* **Getoonde passage**
┌──

Russische rente verlaagd naar laagste niveau in vijf jaar

Jan Limbeek

Omdat de inflatie in Rusland snel afneemt, ziet de Centrale Bank van Rusland (CBR) ruimte het belangrijkste rentetarief steeds verder te verlagen. Per 9 september 2019 zakt de rente van 7,25 naar 7,0 procent. Sinds het inflatiebeperkende beleid van bankpresident Elvira Nabioellina, waardoor de rente flink hoger ligt dan de inflatie, is de rente niet zo laag geweest.

Tabel met de prijsstijging in juli 2018 en 2019

Bron: Russische Staatsdienst voor de Statistiek, Rosstat

Tabel met de prijsstijging in augustus 2018 en 2019

Bron: Russische Staatsdienst voor de Statistiek, Rosstat

De eerste vijf maanden van 2019 stond de rente nog op 7,75 procent. Sinds half juni 2019 heeft de CBR de rente drie keer achtereen verlaagd met kleine stapjes van 0,25 procentpunt: per 17 juni, 29 juli en 9 september. Elke keer bleef een negatieve reactie uit: de inflatie bleef dalen en de waarde van de roebel bleef stabiel tegenover de dollar (een dollar kostte op 11 september 65 roebel) en tegenover de euro (72 roebel).

Sinds juni 2019 is de Russische inflatie afwezig. In juni was de inflatie ten opzichte van de voorafgaande maand 0,0 procent; in juli 0,2 en in augustus -0,2 procent. In de eerste elf dagen van september daalden de prijzen met 0,1 procent.

Uiteraard komt de huidige afwezigheid van inflatie door het zomerseizoen, maar vorig jaar stegen de prijzen in dezelfde periode wel: 0,5 (juni), 0,3 (juli), 0,0 (augustus) en 0,2 (geheel september) procent. Zonder de gunstige invloed van het seizoen, zou de inflatie in augustus 2019 uitkomen op 0,3 procent. Geannualiseerd is dit ongeveer 4 procent.

Aangezien de inflatie al (bijna) de doelstelling van 4 procent per jaar heeft bereikt en de inflatie sneller daalt dan de rente, is er veel ruimte voor verdere renteverlagingen. De voorzichtige Nabioellina verwacht dat de inflatie in de eerste maanden van 2020 zal schommelen tussen 3,5 en 4,0 procent. Dus 0,3 à 0,8 procentpunt lager dan in augustus 2019.

└──

* **Werkinstructie**
Beantwoord de volgende vragen op basis van het artikel over de Russische rente.
(a) Naar welk percentage zakt de rente per 9 september 2019?
(b) Hoeveel bedroeg de inflatie in augustus 2019 ten opzichte van de voorafgaande maand?
(c) Tussen welke percentages verwacht Nabioellina dat de inflatie in de eerste maanden van 2020 zal schommelen?
Baseer je uitsluitend op de tekst hierboven.

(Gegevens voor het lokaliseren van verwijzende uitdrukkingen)
┌──

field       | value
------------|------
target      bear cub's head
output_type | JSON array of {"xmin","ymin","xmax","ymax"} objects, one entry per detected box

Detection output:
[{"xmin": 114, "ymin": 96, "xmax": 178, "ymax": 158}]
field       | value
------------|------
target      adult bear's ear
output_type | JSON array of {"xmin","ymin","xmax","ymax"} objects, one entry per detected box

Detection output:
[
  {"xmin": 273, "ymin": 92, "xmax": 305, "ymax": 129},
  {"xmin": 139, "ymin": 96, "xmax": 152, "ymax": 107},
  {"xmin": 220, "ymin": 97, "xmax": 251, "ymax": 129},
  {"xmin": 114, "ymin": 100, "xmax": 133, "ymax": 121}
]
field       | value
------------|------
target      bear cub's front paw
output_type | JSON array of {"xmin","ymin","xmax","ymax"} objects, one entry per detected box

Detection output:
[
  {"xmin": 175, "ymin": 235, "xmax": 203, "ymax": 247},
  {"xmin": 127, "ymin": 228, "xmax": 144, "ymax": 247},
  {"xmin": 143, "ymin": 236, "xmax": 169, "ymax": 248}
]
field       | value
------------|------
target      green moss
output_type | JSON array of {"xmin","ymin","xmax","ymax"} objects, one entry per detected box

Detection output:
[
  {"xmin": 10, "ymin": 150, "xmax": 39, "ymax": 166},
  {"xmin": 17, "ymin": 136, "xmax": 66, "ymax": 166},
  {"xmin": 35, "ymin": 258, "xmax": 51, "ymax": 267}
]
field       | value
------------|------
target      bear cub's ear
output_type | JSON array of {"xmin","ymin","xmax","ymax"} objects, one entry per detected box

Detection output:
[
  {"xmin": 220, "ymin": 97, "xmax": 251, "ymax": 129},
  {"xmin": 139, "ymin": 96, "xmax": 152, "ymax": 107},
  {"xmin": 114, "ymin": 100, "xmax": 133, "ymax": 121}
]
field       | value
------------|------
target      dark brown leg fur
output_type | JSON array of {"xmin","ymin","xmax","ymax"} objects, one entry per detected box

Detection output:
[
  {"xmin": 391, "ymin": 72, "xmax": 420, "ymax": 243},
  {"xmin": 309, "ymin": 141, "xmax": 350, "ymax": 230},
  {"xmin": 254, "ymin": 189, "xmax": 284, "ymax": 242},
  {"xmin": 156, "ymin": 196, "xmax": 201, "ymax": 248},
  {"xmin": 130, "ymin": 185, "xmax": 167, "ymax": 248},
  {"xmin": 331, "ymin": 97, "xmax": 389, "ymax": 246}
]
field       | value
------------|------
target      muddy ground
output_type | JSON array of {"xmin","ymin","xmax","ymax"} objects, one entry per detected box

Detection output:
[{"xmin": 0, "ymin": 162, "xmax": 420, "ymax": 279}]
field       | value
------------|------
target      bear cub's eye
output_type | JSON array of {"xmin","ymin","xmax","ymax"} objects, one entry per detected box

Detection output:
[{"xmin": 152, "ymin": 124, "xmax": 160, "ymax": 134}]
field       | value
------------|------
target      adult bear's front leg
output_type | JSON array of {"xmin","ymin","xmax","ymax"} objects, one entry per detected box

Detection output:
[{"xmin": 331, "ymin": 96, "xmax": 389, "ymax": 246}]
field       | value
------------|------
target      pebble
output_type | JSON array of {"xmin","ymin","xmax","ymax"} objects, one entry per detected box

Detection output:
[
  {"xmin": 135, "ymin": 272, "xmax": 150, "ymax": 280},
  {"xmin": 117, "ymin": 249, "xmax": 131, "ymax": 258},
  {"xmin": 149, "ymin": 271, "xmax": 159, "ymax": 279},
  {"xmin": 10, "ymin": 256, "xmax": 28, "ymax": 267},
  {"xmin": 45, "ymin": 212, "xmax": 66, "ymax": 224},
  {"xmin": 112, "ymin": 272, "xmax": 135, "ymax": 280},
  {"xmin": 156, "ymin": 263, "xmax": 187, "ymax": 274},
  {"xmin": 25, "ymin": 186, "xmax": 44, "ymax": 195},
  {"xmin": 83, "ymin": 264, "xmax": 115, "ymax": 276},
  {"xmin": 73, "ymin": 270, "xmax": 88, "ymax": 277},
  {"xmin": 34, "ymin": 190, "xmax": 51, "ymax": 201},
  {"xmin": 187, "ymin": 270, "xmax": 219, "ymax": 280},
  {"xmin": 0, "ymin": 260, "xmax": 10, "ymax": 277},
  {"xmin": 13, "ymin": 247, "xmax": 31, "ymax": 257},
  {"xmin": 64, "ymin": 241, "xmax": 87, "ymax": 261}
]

└──
┌──

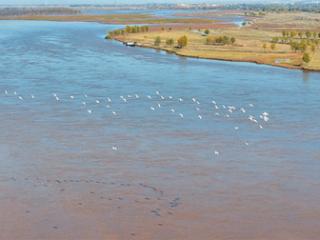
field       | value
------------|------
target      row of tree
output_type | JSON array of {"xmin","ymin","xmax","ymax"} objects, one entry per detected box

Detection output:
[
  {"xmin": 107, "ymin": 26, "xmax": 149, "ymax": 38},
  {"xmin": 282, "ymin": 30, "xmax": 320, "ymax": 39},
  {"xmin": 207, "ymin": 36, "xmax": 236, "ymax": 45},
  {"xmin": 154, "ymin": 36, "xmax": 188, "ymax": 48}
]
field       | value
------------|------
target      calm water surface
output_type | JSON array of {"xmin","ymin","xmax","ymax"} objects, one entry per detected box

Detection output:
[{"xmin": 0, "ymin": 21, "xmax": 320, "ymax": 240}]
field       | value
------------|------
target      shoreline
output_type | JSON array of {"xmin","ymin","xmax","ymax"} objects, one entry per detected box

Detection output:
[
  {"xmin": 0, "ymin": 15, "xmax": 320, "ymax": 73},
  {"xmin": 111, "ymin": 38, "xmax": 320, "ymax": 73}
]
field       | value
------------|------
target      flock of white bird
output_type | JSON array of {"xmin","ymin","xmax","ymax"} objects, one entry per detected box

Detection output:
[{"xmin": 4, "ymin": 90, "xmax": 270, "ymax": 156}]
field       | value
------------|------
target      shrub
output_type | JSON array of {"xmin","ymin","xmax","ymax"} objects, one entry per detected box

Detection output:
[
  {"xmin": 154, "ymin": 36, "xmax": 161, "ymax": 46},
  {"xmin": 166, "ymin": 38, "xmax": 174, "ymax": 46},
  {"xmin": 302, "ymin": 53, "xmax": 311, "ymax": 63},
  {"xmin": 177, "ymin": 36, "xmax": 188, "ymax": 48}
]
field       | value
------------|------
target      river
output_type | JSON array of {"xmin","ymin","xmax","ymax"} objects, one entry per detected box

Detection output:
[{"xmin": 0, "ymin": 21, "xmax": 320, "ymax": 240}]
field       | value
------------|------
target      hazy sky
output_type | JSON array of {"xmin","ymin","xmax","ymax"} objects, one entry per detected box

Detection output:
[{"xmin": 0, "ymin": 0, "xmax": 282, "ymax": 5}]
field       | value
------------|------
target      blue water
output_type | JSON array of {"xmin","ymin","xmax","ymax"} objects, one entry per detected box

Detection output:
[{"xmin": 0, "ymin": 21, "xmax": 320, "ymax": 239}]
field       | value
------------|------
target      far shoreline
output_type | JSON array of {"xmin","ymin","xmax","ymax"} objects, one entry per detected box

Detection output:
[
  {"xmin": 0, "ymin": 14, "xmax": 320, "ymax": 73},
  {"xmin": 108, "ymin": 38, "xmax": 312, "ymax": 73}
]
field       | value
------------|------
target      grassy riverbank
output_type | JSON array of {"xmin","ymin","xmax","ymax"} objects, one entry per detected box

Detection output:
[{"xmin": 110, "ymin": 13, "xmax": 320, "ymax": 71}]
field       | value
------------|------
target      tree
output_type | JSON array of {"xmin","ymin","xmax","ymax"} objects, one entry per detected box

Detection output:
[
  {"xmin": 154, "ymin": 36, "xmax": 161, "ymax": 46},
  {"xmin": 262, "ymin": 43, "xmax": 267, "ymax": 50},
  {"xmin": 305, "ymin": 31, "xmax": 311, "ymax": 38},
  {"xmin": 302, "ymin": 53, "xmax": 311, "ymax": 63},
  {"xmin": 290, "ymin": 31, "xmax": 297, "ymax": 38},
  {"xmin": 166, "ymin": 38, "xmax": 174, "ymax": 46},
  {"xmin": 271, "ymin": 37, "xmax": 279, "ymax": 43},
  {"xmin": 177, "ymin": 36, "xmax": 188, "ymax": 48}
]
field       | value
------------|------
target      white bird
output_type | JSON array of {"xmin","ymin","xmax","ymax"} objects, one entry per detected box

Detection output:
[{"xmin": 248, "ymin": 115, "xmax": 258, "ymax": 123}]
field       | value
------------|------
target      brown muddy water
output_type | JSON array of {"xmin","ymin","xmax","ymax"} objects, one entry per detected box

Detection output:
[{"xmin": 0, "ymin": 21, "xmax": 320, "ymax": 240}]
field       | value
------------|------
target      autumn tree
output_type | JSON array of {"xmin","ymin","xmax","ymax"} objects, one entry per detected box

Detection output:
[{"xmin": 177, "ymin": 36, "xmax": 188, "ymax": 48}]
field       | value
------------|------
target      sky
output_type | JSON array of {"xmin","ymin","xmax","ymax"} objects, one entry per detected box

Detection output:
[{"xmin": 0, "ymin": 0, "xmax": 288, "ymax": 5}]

└──

* **Resultaat opdracht**
(a) 7,0 procent
(b) -0,2 procent
(c) Tussen 3,5 en 4,0 procent